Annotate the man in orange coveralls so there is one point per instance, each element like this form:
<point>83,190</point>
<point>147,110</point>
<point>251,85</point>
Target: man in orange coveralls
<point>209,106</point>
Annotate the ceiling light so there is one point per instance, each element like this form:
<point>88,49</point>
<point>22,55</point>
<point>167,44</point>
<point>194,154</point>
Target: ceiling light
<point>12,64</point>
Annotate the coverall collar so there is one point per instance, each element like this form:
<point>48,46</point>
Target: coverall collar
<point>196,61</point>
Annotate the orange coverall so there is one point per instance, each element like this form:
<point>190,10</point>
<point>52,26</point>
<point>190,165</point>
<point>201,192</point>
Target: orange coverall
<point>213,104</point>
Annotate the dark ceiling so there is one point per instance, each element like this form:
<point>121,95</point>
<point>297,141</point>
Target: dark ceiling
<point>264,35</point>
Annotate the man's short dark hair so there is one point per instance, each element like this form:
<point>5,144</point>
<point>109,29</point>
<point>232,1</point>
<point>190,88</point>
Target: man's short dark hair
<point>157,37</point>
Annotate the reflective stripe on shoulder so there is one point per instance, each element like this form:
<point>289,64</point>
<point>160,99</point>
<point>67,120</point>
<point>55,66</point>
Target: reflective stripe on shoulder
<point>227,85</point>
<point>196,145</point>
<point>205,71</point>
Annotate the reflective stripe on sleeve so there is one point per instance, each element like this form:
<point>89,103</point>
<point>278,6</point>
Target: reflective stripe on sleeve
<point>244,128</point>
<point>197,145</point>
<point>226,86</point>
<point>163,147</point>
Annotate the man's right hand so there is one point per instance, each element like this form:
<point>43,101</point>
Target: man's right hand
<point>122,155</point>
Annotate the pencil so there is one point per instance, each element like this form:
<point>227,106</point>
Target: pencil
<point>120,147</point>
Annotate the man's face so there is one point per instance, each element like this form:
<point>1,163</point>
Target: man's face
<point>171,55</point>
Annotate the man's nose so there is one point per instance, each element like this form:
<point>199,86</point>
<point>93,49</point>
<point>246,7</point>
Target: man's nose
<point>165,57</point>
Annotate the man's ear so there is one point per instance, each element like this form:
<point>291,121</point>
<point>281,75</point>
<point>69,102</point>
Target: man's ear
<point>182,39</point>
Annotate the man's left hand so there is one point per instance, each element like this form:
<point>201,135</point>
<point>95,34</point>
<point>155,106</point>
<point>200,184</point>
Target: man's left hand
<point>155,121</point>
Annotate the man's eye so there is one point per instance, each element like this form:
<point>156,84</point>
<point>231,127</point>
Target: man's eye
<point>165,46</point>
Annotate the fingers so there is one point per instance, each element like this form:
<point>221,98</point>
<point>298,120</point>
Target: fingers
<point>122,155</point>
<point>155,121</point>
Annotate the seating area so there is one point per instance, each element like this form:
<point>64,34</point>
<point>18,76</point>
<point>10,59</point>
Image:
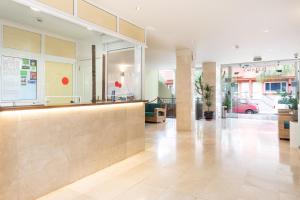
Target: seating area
<point>155,112</point>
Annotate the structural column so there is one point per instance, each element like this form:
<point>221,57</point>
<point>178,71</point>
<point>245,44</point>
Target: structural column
<point>184,61</point>
<point>209,77</point>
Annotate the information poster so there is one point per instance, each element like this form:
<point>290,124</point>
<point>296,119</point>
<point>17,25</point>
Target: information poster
<point>19,79</point>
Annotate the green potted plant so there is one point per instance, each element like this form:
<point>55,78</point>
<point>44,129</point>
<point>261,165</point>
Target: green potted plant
<point>292,102</point>
<point>199,91</point>
<point>294,107</point>
<point>207,97</point>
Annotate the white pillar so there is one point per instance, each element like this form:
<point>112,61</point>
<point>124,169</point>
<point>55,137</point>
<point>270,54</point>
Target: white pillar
<point>184,61</point>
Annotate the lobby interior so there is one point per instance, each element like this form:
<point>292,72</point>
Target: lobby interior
<point>109,100</point>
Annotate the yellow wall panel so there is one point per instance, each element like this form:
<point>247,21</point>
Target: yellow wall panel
<point>55,72</point>
<point>96,15</point>
<point>130,30</point>
<point>63,5</point>
<point>58,47</point>
<point>22,40</point>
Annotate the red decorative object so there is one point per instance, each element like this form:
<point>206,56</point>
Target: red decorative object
<point>65,80</point>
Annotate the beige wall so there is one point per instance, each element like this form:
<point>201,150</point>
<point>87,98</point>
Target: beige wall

..............................

Copy every row above word for word, and leave the pictures out of your copy.

> [FINISHED TASK]:
Annotate the man in orange coveralls so there is one point per instance, each element like this form:
<point>83,190</point>
<point>147,110</point>
<point>251,85</point>
Target: man in orange coveralls
<point>209,106</point>
Annotate the ceiling light so there is one point per instance, each element like this form:
<point>88,49</point>
<point>22,55</point>
<point>167,44</point>
<point>194,154</point>
Target: ceiling light
<point>12,64</point>
Annotate the coverall collar so there is one point per instance, each element like this form:
<point>48,46</point>
Target: coverall collar
<point>196,61</point>
Annotate the orange coverall so there is one point per instance, each element like this form:
<point>190,10</point>
<point>52,26</point>
<point>190,165</point>
<point>201,192</point>
Target: orange coverall
<point>213,104</point>
Annotate the dark ceiling so there is one point per instance, each element like this form:
<point>121,95</point>
<point>297,141</point>
Target: dark ceiling
<point>264,35</point>
Annotate the man's short dark hair so there is one point per instance, each element like this form:
<point>5,144</point>
<point>109,29</point>
<point>232,1</point>
<point>190,88</point>
Target: man's short dark hair
<point>157,37</point>
Annotate the reflective stripe on shoulder so there is one point per instance, each element like this form:
<point>289,64</point>
<point>160,99</point>
<point>67,120</point>
<point>55,66</point>
Target: reflective stripe on shoulder
<point>227,85</point>
<point>196,145</point>
<point>205,71</point>
Annotate the reflective stripe on sleeve so there is one point per instance, each element like this form:
<point>89,103</point>
<point>278,6</point>
Target: reflective stripe on sleeve
<point>244,128</point>
<point>197,145</point>
<point>226,86</point>
<point>163,147</point>
Annotate the man's right hand so there is one point per instance, each element like this form:
<point>43,101</point>
Target: man's right hand
<point>122,155</point>
Annotate the pencil so there is one point per instance, each element like this form:
<point>227,106</point>
Target: pencil
<point>120,147</point>
Annotate the man's face so there is one point per instance, each element like this form:
<point>1,163</point>
Target: man's face
<point>171,55</point>
Annotate the man's nose so there is one point per instance, each element like this form:
<point>199,86</point>
<point>93,49</point>
<point>246,7</point>
Target: man's nose
<point>165,57</point>
Annotate the man's ear so there is one point per instance, each element like this form:
<point>291,121</point>
<point>281,75</point>
<point>69,102</point>
Target: man's ear
<point>182,39</point>
Annotate the man's left hand so there is one point per instance, each element like this form:
<point>201,135</point>
<point>95,34</point>
<point>155,106</point>
<point>200,184</point>
Target: man's left hand
<point>155,121</point>
Annotate the man's eye so there is one point per instance, each element like this form:
<point>156,84</point>
<point>231,127</point>
Target: man's eye
<point>165,46</point>
Annotate the fingers so there is one point per instance, each element like this form:
<point>221,98</point>
<point>298,120</point>
Target: fingers
<point>122,155</point>
<point>155,121</point>
Annotate the seating area so there is one point per instance, each element like this form:
<point>64,34</point>
<point>18,76</point>
<point>10,59</point>
Image:
Target: seating area
<point>155,112</point>
Annotate the structural column so there is one point per instance, each element like this form:
<point>221,57</point>
<point>178,71</point>
<point>245,44</point>
Target: structural column
<point>184,61</point>
<point>209,77</point>
Annotate the information poster so there is one point per instance, each element like this form:
<point>290,124</point>
<point>296,119</point>
<point>17,25</point>
Target: information poster
<point>19,79</point>
Annotate the green potted plant so there is one point per instance, each element like this form:
<point>55,78</point>
<point>44,129</point>
<point>261,165</point>
Target: green potted plant
<point>292,102</point>
<point>199,91</point>
<point>294,107</point>
<point>207,97</point>
Annotate the white pillar so there is one point per instance, each element like this form:
<point>112,61</point>
<point>124,169</point>
<point>55,137</point>
<point>270,54</point>
Target: white pillar
<point>184,61</point>
Annotate the lobby interior so there is one point per instance, each element like this form:
<point>292,72</point>
Target: lobby interior
<point>109,100</point>
Annotate the yellow wall panel so there is one point per instance, each element like this form:
<point>247,21</point>
Target: yellow wall panel
<point>55,72</point>
<point>96,15</point>
<point>130,30</point>
<point>63,5</point>
<point>58,47</point>
<point>22,40</point>
Annotate the red decorative object so there is one point per instance, each element like this form:
<point>206,56</point>
Target: red decorative object
<point>65,80</point>
Annotate the beige wall so there is one point per instance, each element like this form:
<point>201,150</point>
<point>87,98</point>
Target: beige wall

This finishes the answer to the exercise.